> **WHAT THE EXERCISE ASKS**
Reproduce the post on web push notifications below in full, word for word and with its original line breaks.

> **GIVEN TEXT**
⟨
Re: Web Push Notifications

I think the term "web push" defines a process in which data is pushed to
a client regardless of the clients current connection status. In other
words - as long as the client maintains a connection to it's server,
it's not really web-push - at least not in the sense the term is used
today. This having said: Apple, Google and Mozilla maintain their very
own web-push environments. It is convenient to use FCM (Firebase) as it
provides an API that enables us to send messages to all operating
systems - but it also gives a single entity control over all
environments. In our work, we try to push to the individual endpoints -
if we have data for Apple devices, we push to Apple, the Mozilla data
goes directly to Mozilla's servers and everything Google is delivered
via FCM.

Unfortunately - web-push is also highly useless for anything that would
really benefit from urgent notifications - such as important messages,
incoming Web-RTC calls or the like because a) Google / Chromium devs
seem not to be interested in fixing a bug that prevents web-push from
cutting through doze on Android-devices and b) Apple doesn't have it
(yet) on iOS. And even if the push reaches a device, all one can
currently do is to display a notification. It won't be delivered to your
app or web-site so you can't fetch data in the background and display it
whenever the user is ready.
⟩
> **INFORMATION SHOWN**
⟨
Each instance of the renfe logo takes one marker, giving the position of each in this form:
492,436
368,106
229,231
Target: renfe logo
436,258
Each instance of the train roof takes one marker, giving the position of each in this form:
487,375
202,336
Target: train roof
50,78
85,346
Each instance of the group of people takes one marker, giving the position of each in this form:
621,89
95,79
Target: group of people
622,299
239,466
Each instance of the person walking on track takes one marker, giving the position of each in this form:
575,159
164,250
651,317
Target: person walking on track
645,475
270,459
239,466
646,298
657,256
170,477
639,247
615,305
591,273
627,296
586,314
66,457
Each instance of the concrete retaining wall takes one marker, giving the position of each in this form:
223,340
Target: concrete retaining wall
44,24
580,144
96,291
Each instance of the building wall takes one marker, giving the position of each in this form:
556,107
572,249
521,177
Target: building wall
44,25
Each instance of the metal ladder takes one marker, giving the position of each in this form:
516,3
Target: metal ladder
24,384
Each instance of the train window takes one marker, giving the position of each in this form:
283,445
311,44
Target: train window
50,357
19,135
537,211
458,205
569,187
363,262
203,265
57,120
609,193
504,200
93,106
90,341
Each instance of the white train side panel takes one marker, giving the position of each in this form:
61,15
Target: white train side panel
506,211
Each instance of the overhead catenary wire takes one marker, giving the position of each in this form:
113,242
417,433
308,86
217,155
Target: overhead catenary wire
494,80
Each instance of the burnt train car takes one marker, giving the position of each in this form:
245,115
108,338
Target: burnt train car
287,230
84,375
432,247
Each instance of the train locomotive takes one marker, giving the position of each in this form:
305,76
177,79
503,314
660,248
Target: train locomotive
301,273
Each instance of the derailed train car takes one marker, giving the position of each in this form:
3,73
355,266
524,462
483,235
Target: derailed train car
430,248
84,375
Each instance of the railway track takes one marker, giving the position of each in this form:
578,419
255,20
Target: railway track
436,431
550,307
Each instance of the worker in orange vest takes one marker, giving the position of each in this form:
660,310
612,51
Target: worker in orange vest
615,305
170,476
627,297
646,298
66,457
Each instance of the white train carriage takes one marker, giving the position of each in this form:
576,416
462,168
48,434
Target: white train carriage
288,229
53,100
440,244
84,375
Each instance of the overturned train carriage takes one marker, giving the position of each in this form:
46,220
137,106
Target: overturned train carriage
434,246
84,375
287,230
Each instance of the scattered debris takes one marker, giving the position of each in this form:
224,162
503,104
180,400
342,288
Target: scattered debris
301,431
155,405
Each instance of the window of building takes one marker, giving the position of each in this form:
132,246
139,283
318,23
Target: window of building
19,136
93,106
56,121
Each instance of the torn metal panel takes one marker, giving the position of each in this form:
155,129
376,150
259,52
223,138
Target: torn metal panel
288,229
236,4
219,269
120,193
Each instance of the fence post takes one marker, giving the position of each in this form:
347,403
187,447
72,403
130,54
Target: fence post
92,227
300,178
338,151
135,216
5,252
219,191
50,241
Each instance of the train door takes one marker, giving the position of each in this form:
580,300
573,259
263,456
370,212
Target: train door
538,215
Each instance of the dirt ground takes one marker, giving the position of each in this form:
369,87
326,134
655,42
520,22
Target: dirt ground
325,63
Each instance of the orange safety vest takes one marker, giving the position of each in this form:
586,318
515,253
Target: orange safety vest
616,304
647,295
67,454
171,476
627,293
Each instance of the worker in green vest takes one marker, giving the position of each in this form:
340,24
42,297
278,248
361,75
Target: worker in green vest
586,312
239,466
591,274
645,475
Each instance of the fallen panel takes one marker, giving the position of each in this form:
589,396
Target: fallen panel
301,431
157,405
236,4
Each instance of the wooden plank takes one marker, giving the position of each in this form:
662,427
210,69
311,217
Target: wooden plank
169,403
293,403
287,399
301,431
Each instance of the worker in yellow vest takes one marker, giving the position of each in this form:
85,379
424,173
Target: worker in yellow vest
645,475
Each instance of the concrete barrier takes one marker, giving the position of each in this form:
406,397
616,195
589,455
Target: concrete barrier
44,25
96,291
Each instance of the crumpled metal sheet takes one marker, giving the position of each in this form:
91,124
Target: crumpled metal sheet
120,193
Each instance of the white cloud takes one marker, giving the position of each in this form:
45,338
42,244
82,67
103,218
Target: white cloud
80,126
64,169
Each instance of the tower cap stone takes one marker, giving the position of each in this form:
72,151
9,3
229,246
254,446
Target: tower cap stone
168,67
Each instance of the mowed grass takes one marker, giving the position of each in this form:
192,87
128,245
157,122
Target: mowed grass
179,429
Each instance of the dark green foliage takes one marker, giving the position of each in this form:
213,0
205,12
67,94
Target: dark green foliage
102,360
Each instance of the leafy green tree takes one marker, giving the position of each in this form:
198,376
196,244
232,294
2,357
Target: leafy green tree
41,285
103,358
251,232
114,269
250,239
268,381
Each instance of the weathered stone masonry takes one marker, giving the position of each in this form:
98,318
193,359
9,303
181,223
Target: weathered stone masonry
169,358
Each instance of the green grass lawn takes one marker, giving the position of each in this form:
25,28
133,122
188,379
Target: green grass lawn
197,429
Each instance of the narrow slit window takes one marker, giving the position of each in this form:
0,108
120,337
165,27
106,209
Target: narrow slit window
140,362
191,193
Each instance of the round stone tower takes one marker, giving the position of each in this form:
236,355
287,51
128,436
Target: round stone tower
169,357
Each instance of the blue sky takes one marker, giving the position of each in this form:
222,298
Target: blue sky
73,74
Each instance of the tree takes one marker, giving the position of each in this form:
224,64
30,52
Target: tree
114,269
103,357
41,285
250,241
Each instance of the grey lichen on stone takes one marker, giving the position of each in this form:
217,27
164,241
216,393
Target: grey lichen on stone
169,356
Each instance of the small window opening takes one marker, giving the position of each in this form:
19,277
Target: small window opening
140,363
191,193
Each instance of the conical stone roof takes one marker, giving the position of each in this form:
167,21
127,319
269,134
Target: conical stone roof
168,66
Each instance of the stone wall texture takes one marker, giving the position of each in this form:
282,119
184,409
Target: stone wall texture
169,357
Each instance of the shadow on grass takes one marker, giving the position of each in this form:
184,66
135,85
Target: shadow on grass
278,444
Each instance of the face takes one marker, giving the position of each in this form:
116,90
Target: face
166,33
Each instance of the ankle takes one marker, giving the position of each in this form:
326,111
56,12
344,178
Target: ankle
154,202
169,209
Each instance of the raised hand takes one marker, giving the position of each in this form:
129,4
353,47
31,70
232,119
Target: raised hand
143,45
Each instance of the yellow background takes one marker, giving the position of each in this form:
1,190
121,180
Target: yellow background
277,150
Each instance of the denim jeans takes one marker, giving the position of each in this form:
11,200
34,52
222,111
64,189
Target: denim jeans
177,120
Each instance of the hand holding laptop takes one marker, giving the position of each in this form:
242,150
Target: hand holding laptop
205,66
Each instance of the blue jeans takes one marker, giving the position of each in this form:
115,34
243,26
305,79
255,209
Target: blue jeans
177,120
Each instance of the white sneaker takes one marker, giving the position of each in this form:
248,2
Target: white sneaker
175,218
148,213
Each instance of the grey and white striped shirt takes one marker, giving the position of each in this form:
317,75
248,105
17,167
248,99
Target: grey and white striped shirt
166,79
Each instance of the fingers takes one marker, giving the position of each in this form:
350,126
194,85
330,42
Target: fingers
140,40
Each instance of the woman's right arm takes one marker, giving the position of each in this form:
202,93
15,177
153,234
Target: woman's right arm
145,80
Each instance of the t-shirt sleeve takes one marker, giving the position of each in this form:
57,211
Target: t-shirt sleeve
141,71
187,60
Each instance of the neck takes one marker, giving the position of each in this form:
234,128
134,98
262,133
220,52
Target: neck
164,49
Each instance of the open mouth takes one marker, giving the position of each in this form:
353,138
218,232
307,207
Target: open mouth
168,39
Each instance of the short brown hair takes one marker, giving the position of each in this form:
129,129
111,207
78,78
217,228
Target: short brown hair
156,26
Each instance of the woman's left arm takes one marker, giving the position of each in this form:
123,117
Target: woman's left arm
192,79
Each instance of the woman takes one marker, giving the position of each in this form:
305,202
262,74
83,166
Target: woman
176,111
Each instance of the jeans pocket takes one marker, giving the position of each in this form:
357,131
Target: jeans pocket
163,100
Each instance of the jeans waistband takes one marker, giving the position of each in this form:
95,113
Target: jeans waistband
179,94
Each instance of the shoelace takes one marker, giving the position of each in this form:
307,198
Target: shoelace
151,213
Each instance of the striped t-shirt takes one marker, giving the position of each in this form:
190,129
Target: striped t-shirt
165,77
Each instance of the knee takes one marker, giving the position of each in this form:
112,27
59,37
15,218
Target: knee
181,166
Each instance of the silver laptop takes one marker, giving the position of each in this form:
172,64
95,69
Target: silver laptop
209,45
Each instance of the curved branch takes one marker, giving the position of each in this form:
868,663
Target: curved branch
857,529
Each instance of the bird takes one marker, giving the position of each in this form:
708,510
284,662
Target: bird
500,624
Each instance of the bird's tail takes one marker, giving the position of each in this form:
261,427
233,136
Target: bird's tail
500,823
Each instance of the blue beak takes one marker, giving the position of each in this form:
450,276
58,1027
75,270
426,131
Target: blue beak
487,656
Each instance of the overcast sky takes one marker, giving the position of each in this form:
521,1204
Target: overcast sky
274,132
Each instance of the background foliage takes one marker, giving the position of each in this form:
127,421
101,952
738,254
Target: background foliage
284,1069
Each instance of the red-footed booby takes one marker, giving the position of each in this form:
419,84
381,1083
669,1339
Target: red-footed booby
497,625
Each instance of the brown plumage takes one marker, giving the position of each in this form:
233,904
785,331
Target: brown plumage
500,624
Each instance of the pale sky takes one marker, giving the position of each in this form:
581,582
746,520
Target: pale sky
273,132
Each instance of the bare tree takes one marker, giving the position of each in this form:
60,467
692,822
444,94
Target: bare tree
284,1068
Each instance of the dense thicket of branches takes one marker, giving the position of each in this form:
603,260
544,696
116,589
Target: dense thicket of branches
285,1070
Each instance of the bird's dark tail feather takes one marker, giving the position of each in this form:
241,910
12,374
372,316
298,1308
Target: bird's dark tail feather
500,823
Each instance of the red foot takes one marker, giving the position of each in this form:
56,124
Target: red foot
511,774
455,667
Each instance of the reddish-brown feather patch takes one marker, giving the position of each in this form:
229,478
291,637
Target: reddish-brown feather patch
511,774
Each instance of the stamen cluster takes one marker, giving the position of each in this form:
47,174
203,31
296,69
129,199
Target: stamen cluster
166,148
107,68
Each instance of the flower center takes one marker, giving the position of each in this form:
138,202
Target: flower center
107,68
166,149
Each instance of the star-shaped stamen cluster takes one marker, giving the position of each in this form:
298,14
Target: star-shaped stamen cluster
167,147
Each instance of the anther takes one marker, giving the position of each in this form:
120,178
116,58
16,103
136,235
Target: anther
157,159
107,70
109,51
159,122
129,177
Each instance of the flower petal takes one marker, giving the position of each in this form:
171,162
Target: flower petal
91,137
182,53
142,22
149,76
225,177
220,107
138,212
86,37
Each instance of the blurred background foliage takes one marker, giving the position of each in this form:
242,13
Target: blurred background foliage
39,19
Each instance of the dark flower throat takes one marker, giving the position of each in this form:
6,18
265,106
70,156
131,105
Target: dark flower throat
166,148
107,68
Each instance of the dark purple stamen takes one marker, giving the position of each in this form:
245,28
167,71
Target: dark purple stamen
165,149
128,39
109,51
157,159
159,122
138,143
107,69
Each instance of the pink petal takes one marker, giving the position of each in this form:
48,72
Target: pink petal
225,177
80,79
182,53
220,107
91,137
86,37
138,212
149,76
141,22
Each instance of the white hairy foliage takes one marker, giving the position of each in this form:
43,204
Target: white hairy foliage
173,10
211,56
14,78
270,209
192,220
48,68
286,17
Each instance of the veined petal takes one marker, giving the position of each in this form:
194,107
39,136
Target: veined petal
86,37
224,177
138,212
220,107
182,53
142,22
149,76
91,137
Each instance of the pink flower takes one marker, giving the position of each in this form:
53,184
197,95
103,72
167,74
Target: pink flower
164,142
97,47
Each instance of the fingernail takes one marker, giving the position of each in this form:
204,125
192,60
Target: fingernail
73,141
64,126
⟩
> **RESPONSE BELOW**
Re: Web Push Notifications

I think the term "web push" defines a process in which data is pushed to
a client regardless of the clients current connection status. In other
words - as long as the client maintains a connection to it's server,
it's not really web-push - at least not in the sense the term is used
today. This having said: Apple, Google and Mozilla maintain their very
own web-push environments. It is convenient to use FCM (Firebase) as it
provides an API that enables us to send messages to all operating
systems - but it also gives a single entity control over all
environments. In our work, we try to push to the individual endpoints -
if we have data for Apple devices, we push to Apple, the Mozilla data
goes directly to Mozilla's servers and everything Google is delivered
via FCM.

Unfortunately - web-push is also highly useless for anything that would
really benefit from urgent notifications - such as important messages,
incoming Web-RTC calls or the like because a) Google / Chromium devs
seem not to be interested in fixing a bug that prevents web-push from
cutting through doze on Android-devices and b) Apple doesn't have it
(yet) on iOS. And even if the push reaches a device, all one can
currently do is to display a notification. It won't be delivered to your
app or web-site so you can't fetch data in the background and display it
whenever the user is ready.